Exercise input:
++++++++

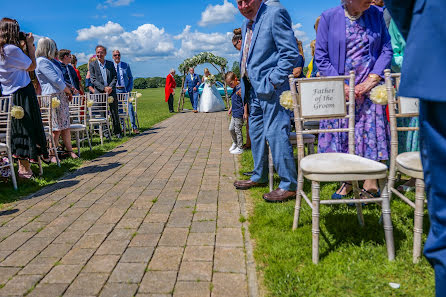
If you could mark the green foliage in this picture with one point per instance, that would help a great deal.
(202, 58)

++++++++

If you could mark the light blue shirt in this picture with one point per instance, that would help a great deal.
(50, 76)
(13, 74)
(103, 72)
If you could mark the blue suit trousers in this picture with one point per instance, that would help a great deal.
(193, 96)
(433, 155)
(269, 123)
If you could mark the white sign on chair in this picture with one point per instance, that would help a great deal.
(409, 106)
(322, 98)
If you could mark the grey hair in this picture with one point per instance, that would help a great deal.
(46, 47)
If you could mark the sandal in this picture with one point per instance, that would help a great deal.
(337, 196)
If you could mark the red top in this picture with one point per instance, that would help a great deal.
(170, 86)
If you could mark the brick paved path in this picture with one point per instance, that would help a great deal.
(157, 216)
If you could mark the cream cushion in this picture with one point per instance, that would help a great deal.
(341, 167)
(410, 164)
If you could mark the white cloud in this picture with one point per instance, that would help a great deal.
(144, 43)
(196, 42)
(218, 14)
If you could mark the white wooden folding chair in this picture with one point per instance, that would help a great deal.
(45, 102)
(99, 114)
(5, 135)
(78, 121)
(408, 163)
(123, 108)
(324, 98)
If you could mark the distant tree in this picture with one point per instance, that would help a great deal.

++++++++

Starting at the line above that contains "If you could mark the blue", write out each line exactly until the line that contains "If you could mark the distant" has been written, and stop there.

If you could mark the blue suit trousers in this picture with one point per instance, that would help a great deal.
(193, 96)
(433, 155)
(269, 123)
If you could mark the white sign on chair in this picture with one point per instance, that would help a great deal.
(409, 106)
(322, 98)
If you could mark the grey hair in this picture with one point per instance, that would help a great deal.
(46, 47)
If you could mark the sandal in this picture with one point per instance, that would help a great deal.
(337, 196)
If you could mark the red top in this picture with one point per instance, that would help a great deal.
(170, 86)
If you could mark the brick paved path in this picture with one point per instance, that would help a great deal.
(157, 216)
If you could mark the cream cushion in this picture with one point per instance, that would help a great deal.
(341, 167)
(410, 164)
If you could mark the white cloud in this picture with one point per instance, that would help a great deal.
(144, 43)
(196, 42)
(218, 14)
If you could mark the white wooden folding chair in this picture with one point per instance, that would help a great deal.
(45, 102)
(99, 114)
(5, 135)
(78, 121)
(408, 163)
(123, 108)
(324, 98)
If you could mark the distant tree in this picture with one point per instance, that would help a great deal.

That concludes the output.